Daily Express

Reform call as sick note sign-offs hit 11m record

- By Martyn Brown

THE number signed off work hit a high of 11 million sick notes last year, a damning report has revealed.

It has more than doubled from

5.3 million in 2015-16.

Without urgent reform incapacity and disability benefit spending is set to soar by 49% to £90.9billion, the Policy Exchange report warns.

It is demanding an overhaul of fitness-to-work assessment­s to cut the UK’s welfare bill.

Healthcare profession­als provide a fit note – commonly known as a “sick note” – with their medical opinion on a person’s fitness.

Employees must give their employer one if ill for more than seven days in a row and have taken sick leave.

The think tank says 93% of fit notes are designated “not fit for work”.

It argues it has effectivel­y become a “system of self-certificat­ion” in which health profession­als have too little time, informatio­n or too few options to offer effective support.

Benefits

Around a third of all fit notes are issued for five weeks or longer – and 20% of those in receipt of one this length will not return to work, the study says. For six months, 80% will never go back.

Some 71% of all fit notes issued between April 2021 and December 2023 contained no diagnosis.
· · · · · · ·
- **Work order 1**:
According to the sick note article, what percentage of fit notes are designated "not fit for work"?
- **Work order 2**:
Please write the next part of the sick note article, picking up after its final sentence.

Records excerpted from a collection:
· · · · · · ·
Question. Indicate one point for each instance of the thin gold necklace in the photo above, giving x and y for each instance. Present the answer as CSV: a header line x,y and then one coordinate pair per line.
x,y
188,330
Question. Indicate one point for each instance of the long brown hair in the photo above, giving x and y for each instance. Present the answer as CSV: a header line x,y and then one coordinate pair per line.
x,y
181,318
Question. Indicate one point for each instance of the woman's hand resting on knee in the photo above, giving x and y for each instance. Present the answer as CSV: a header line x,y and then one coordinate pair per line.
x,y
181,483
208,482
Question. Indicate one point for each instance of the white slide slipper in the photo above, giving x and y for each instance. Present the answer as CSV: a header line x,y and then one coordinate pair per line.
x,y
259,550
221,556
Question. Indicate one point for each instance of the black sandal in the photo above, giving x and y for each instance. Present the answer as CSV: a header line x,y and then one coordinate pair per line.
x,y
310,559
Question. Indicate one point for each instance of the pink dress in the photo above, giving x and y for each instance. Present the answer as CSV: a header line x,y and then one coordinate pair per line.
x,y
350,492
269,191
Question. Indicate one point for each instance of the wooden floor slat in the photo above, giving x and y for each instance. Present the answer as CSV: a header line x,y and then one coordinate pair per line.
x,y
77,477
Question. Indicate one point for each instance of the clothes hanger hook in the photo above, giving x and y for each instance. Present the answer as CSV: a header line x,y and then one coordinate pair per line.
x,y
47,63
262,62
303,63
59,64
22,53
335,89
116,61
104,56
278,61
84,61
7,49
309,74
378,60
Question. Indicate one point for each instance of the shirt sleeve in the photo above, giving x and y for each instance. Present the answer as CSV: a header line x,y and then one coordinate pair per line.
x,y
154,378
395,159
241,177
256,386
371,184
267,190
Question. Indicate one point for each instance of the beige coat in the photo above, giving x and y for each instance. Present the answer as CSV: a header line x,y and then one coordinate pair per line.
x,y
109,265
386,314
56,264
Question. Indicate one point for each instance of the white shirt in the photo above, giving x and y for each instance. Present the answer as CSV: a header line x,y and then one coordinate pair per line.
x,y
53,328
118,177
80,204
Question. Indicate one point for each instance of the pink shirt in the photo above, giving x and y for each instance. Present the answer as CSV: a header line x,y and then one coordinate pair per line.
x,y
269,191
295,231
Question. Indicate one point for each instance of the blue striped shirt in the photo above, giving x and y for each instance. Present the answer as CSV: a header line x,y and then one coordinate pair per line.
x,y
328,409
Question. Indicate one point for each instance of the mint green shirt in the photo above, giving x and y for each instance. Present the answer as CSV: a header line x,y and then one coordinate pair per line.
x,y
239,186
· · · · · · ·
- **Response 1**:
93%

- **Response 2**:
Sean Phillips, report lead author, said: “The ‘fit note’ should be reformed to direct people more effectivel­y towards occupation­al health assessment­s which can monitor conditions where longer absences have been recommende­d.

“Too many people – particular­ly those with mental health conditions – are being signed off for periods of time which may be damaging to their prospects of a return to work.”

Last year, 186 million working days were lost due to sickness or injury.The cost is put at £150billion annually.

The Office for National Statistics says 2.7 million people have long-term sickness and are “economical­ly inactive”, up by a third since 2019.

Pensions Secretary Mel Stride has said Britons must revert to the “old-fashioned belief” that work is good for you.

He said welfare reforms would “break the cycle of people seeing their GP and ending up parked on benefits”.